| WHAT YOU NEED TO DO |
Pull every line out of the data below and copy each one word for word, without changing anything.

##### DATA EXTRACT #####

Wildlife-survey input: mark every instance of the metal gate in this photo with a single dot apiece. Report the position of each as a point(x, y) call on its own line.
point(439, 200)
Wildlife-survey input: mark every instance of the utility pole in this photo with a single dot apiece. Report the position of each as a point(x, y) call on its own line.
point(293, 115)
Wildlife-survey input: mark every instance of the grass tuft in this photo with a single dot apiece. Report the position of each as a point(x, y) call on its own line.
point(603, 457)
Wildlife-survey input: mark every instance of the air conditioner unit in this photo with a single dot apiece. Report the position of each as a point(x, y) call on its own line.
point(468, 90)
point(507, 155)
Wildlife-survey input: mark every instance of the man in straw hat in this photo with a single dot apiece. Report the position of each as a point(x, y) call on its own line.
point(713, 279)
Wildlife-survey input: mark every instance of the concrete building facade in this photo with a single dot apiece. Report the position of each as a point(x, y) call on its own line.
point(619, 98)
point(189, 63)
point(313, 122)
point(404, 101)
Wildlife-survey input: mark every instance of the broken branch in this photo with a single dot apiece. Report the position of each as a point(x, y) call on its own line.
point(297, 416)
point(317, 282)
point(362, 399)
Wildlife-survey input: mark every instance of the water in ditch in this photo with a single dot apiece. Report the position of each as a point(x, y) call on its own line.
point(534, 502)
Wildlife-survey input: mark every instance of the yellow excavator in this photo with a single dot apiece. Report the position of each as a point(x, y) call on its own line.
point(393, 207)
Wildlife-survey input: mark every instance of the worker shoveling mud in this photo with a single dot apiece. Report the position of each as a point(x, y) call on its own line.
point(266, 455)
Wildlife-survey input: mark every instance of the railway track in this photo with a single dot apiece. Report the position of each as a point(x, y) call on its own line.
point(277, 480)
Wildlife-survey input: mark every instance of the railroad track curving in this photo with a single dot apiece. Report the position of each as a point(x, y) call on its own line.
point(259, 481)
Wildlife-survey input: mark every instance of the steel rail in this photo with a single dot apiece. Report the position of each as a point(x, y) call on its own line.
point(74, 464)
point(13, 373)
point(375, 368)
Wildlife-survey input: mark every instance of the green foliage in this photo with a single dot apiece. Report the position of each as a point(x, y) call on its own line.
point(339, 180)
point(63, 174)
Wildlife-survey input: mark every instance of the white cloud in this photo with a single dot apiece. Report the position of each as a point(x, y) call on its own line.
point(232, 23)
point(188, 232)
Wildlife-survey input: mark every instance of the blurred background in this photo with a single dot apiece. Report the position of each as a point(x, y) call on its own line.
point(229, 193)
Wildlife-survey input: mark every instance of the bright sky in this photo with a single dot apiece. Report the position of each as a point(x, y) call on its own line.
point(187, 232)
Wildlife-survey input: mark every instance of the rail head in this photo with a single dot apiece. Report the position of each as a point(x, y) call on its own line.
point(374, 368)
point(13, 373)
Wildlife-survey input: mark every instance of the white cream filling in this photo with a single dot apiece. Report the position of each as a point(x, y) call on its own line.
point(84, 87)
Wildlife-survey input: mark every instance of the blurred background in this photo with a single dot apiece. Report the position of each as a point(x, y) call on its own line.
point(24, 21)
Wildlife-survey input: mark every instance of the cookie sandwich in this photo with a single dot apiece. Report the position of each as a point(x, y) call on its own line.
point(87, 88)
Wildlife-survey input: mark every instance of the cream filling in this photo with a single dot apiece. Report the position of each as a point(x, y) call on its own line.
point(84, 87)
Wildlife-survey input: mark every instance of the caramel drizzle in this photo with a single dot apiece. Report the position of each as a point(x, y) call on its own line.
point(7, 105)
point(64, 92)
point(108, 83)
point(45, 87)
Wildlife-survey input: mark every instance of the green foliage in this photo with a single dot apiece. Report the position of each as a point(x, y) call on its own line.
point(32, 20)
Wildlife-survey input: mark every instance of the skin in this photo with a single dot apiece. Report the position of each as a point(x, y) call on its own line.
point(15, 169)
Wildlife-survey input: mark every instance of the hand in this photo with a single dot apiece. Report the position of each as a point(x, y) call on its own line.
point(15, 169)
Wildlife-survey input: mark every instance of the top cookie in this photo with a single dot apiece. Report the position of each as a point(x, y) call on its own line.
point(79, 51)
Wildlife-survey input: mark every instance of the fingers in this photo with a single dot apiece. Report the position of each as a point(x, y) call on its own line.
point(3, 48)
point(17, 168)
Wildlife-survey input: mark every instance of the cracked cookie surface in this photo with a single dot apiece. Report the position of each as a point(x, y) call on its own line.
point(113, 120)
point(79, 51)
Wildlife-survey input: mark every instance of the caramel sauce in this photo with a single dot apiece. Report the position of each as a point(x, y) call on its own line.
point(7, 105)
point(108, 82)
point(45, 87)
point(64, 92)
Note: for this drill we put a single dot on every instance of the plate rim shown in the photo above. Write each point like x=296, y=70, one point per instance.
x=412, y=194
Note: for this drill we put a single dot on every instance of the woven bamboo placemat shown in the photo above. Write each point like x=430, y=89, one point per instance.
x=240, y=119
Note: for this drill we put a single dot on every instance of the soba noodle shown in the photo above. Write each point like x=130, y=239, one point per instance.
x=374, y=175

#####

| SOLUTION BELOW |
Wildlife-survey input: mark every instance of the metal gate in this photo with a single dot apiece. Report the position of each as a point(x, y) call on its own line.
point(439, 200)
Wildlife-survey input: mark every instance of the utility pole in this photo with a single dot apiece. Report the position of each as a point(x, y) call on its own line.
point(293, 115)
Wildlife-survey input: mark every instance of the grass tuft in this photo with a single dot apiece. Report the position of each as a point(x, y) call on its own line.
point(603, 457)
Wildlife-survey input: mark every instance of the air conditioner unit in this photo with a single dot apiece. Report the position of each as a point(x, y) call on its own line.
point(468, 90)
point(507, 155)
Wildlife-survey input: mark every instance of the man in straw hat in this photo with a single dot apiece. Report the position of each as a point(x, y) call on its own line.
point(713, 279)
Wildlife-survey input: mark every instance of the concrete building facade in this photo with a single dot apiece. Report the position of each as a point(x, y) call on its own line.
point(619, 98)
point(189, 63)
point(313, 122)
point(404, 101)
Wildlife-survey input: mark every instance of the broken branch in this photo with a single dot apiece. Report the position of each as a point(x, y) call on its own line.
point(297, 416)
point(317, 282)
point(362, 399)
Wildlife-survey input: mark every instance of the water in ditch in this photo with a single dot apiece. Report the position of each as a point(x, y) call on its own line.
point(534, 502)
Wildlife-survey input: mark every instance of the yellow excavator in this photo with a single dot apiece. Report the position of each as a point(x, y) call on its own line.
point(393, 207)
Wildlife-survey input: mark every instance of the worker shoveling mud in this photo with a single dot apiece. Report the position of each as a point(x, y) call on its own line.
point(266, 455)
Wildlife-survey input: mark every instance of the railway track in this photo with a single dot apiece. Report the position of each as a point(x, y) call on its own line.
point(277, 480)
Wildlife-survey input: mark every instance of the railroad track curving in this photo with a single dot apiece. Report the position of each as a point(x, y) call on its own line.
point(259, 481)
Wildlife-survey input: mark every instance of the steel rail in this photo with a single dot apiece. Report the position of each as a point(x, y) call on its own line.
point(74, 464)
point(13, 373)
point(375, 368)
Wildlife-survey input: mark every instance of the green foliage in this photo with a single dot apiece. Report the position of each as a point(x, y) call on its own line.
point(339, 180)
point(63, 174)
Wildlife-survey input: mark every instance of the white cloud in this photo with a single dot apiece. Report the position of each as a point(x, y) call on its own line.
point(232, 23)
point(188, 232)
Wildlife-survey input: mark every instance of the blurred background in this photo with a single dot apiece. Report the position of each as a point(x, y) call on its own line.
point(229, 193)
Wildlife-survey input: mark every instance of the bright sky in this photo with a single dot apiece. Report the position of each as a point(x, y) call on its own line.
point(187, 232)
Wildlife-survey input: mark every instance of the rail head in this photo with a single dot apiece. Report the position of each as a point(x, y) call on its own line.
point(374, 368)
point(13, 373)
Wildlife-survey input: mark every instance of the white cream filling in this photo with a single dot apiece. Report the position of each as a point(x, y) call on its own line.
point(84, 87)
Wildlife-survey input: mark every instance of the blurred background in this photo with a single dot apiece. Report the position of each as a point(x, y) call on its own line.
point(24, 21)
Wildlife-survey input: mark every instance of the cookie sandwich in this photo with a single dot apiece. Report the position of each as a point(x, y) call on its own line.
point(87, 88)
Wildlife-survey input: mark every instance of the cream filling in this photo with a single dot apiece. Report the position of each as a point(x, y) call on its own line.
point(84, 87)
Wildlife-survey input: mark every instance of the caramel drizzle in this photo with a single dot apiece. Report the position of each as a point(x, y) call on its own line.
point(7, 105)
point(64, 92)
point(108, 83)
point(45, 87)
Wildlife-survey input: mark every instance of the green foliage in this photo with a single dot apiece. Report the position of each as a point(x, y) call on its own line.
point(32, 20)
Wildlife-survey input: mark every instance of the skin in this photo with a single dot apiece. Report the position of each as a point(x, y) call on its own line.
point(15, 169)
Wildlife-survey input: mark every instance of the hand in this photo with a single dot apiece. Report the position of each as a point(x, y) call on its own line.
point(15, 169)
Wildlife-survey input: mark every instance of the top cookie in this photo with a single dot apiece. Report the position of each as a point(x, y) call on its own line.
point(79, 51)
Wildlife-survey input: mark every instance of the fingers in this photo with a single dot apiece. Report the position of each as a point(x, y) call on its own line.
point(3, 48)
point(17, 168)
Wildlife-survey input: mark every instance of the cracked cookie surface in this photo with a single dot apiece. Report the position of each as a point(x, y) call on its own line.
point(113, 120)
point(79, 51)
Wildlife-survey input: mark every instance of the caramel sauce in this photo with a single dot apiece. Report the position of each as a point(x, y) call on its own line.
point(7, 105)
point(108, 82)
point(45, 87)
point(64, 92)
Note: for this drill we put a single dot on every instance of the plate rim shown in the photo above. Write each point like x=296, y=70, one point per instance.
x=412, y=194
Note: for this drill we put a single dot on every instance of the woven bamboo placemat shown in the photo above. Write each point like x=430, y=89, one point per instance.
x=240, y=119
Note: for this drill we put a single dot on every instance of the soba noodle shown in the photo above. Write each point like x=130, y=239, one point per instance.
x=374, y=175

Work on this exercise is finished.